Письменное задание: Куда выбросило Одиссея после гибели плота, по тексту о его странствиях ниже?

На Одиссея насылает бедствия Посейдон, чей гнев он вызвал, ослепив сына бога — киклопа Полифема. Однако в отсутствие Посейдона Афина, стойкая покровительница Одиссея, убеждает остальных богов и богинь сжалиться над героем и оказать ему помощь. Она побуждает Телемаха отправиться в Пилос (царство Нестора) и Лакедемон (куда уже вернулись Менелай с Еленой), чтобы разузнать там об отце. Тем временем Зевс велит Калипсо отпустить пленника. Одиссей строит плот и устремляется в путь, но Посейдон насылает бурю, и плот гибнет. После тяжкой борьбы со стихией он наконец выброшен на берег Схерии — острова доброго и мудрого народа феаков. Выбравшись на сушу, он встречает царевну Навсикаю, и та препровождает его во дворец своего отца, феакийского царя Алкиноя.

На пиру, заданном в честь Одиссея, герой описывает свои странствия и приключения, выпавшие на его долю после отплытия от разрушенной Трои. Он рассказывает об опасных столкновениях с лотофагами, Полифемом, богом ветров Эолом, людоедами лестригонами, волшебницей Киркой, призраками умерших (на краю земли или в подземном царстве Миноса?), сиренами, утесом-чудовищем Сциллой и скалой-водоворотом Харибдой. Затем Одиссей рассказывает, как его спутники перебили и сожрали священные стада бога солнца Гелиоса и как тот покарал святотатцев бурей, сгубившей их: лишь он один спасся и смог доплыть до острова Калипсо, откуда он теперь и приплыл на Схерию.

Строки:
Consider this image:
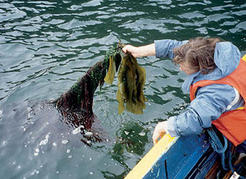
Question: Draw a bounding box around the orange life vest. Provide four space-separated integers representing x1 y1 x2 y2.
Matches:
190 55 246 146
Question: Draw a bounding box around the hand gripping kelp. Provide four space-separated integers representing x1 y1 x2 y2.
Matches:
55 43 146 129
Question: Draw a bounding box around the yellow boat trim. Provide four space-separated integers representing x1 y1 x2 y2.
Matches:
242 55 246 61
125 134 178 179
--
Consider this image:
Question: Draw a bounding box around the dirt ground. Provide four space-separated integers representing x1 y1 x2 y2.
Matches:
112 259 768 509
* * *
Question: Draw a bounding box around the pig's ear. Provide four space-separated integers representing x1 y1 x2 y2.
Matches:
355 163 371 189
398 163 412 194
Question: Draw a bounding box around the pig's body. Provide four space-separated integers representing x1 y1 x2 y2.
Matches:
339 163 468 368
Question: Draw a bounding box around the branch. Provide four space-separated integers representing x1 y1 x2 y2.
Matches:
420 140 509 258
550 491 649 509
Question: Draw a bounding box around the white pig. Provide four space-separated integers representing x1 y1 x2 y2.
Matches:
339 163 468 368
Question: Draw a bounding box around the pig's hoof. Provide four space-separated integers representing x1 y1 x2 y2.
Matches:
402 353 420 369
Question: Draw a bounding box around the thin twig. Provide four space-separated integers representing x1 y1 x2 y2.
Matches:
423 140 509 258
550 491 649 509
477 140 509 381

Ответ на задание: На берег Схерии, острова феаков.